• **ZU BEARBEITEN**
Beantworte anhand des folgenden Texts über Gewichtszunahme durch Medikamente diese Fragen:
1. Wovon hängen die Unterschiede zwischen Menschen unter anderem ab?
2. Ab wann lässt sich erkennen, ob jemand von einem bestimmten Medikament zunimmt?
3. Von wann bis wann war Annette Immel-Sehr bei der ABDA tätig?

• **VORLIEGENDER AUSZUG**
    Außerdem beeinflussen viele Wirkstoffe auch unerwünschter Weise andere Stoffwechselsysteme im Körper und insbesondere im Gehirn, so dass vermehr Appetit aufkommt.
    Einige Medikamente sind besonders mit Gewichtszunahme in Zusammenhang zu bringen, es gibt aber von Mensch zu Mensch Unterschiede. Das hängt auch von der genetischen Disposition ab.

    Man kann also nicht sagen, dass jeder von einem bestimmten Medikament zwangsläufig zunehmen wird. Dies kann erst im Laufe der ersten Behandlungswochen erkannt werden.
    Es ist sehr wichtig, sich der Möglichkeit bewusst zu sein, dass eine Gewichtszunahme durchaus auftreten kann! Denn diese Möglichkeit schließt einen Einnahmeversuch ja nicht von vorne herein aus. Aber nach dem Motto "Gefahr erkannt, Gefahr gebannt" kann man sich zumindest im Vorfeld Gedanken über eine etwaige Ernährungsveränderung machen und sich Strategien zurechtlegen, wie man mit auftretendem Appetit umgehen könnte.

    Ich wäre dankbar gewesen, wenn mich zu Beginn meiner "medizinischen Laufbahn" ein Arzt auf diese Dinge hingewiesen hätte anstatt nur abzuwinken oder eben Sprüche wie oben zitiert herunter zu leiern.

    Ich verweise gerne auf einen Artikel der Pharmazeutischen Zeitung online von Annette Immel-Sehr.

    (Annette Immel-Sehr studierte Pharmazie in Bonn und Frankfurt/Main. Nach der Approbation 1988 wurde sie mit einer Arbeit über ein pharmakologisches Thema am Pharmakologischen Institut für Naturwissenschaftler der Universität Frankfurt promoviert. Von 1992 bis 1999 war Dr. Immel-Sehr als Referentin für Aus- und Fortbildung bei der ABDA – Bundesvereinigung Deutscher Apothekerverbände tätig. Seither arbeitet sie freiberuflich als Beraterin für Wissenschafts-PR und als Fachjournalistin.)

    https://www.pharmazeutische-zeitung.de/index.php?id=39283

    Hier findet ihr auch Tabellen, bei welchen Psychopharmaka eher eine Gewichtszunahme möglich wäre und bei welchen Wirkstoffen diese Nebenwirkung weniger wahrscheinlich ist. Der Artikel ist allerdings schon älteren Datums und berücksichtigt daher nicht neuere Medikamente.

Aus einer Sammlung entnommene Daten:
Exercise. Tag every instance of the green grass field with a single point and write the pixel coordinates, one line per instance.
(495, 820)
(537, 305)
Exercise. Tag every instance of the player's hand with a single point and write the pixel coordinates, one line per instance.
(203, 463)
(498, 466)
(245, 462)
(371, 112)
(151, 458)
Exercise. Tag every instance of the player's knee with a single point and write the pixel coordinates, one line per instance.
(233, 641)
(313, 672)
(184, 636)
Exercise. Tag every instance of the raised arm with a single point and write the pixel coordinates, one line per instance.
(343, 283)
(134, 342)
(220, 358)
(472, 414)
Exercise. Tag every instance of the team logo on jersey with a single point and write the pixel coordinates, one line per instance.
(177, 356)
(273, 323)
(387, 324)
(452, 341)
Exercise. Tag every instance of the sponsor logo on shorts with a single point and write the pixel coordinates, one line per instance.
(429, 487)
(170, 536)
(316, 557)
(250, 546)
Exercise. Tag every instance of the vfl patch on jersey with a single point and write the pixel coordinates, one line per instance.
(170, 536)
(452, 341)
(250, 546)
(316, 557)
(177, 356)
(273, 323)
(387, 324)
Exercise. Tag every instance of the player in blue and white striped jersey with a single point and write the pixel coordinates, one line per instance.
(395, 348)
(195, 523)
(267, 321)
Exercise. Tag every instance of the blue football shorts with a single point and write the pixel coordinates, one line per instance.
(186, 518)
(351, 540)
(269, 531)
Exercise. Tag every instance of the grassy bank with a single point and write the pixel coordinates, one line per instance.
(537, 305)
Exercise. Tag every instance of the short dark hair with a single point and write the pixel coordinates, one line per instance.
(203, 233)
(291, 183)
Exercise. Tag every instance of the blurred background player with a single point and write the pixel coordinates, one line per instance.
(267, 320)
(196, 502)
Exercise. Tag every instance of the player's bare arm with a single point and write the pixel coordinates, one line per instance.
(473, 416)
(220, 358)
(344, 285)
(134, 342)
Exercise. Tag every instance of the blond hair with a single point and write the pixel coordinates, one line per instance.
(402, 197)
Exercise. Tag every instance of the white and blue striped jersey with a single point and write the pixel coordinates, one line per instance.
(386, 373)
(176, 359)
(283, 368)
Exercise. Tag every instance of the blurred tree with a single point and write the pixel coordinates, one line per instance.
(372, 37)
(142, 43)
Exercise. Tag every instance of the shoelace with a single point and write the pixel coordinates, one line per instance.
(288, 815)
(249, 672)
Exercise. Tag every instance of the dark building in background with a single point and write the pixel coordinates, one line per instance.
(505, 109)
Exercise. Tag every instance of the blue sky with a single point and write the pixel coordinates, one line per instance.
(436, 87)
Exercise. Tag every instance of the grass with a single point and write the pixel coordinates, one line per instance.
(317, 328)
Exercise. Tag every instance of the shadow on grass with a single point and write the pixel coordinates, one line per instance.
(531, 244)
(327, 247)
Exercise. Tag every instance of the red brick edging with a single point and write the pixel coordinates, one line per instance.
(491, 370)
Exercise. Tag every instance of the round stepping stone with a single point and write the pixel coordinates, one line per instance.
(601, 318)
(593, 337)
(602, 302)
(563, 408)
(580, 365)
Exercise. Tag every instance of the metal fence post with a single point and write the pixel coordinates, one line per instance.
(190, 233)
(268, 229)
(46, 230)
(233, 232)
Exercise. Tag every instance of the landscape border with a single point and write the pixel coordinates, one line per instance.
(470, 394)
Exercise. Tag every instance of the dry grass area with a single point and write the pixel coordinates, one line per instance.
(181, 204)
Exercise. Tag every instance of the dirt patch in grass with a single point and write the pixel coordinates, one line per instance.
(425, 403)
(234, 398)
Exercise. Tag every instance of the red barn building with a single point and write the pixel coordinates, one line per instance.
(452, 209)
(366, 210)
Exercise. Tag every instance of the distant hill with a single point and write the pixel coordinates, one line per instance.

• **LÖSUNG**
1. Von der genetischen Disposition.
2. Im Laufe der ersten Behandlungswochen.
3. Von 1992 bis 1999.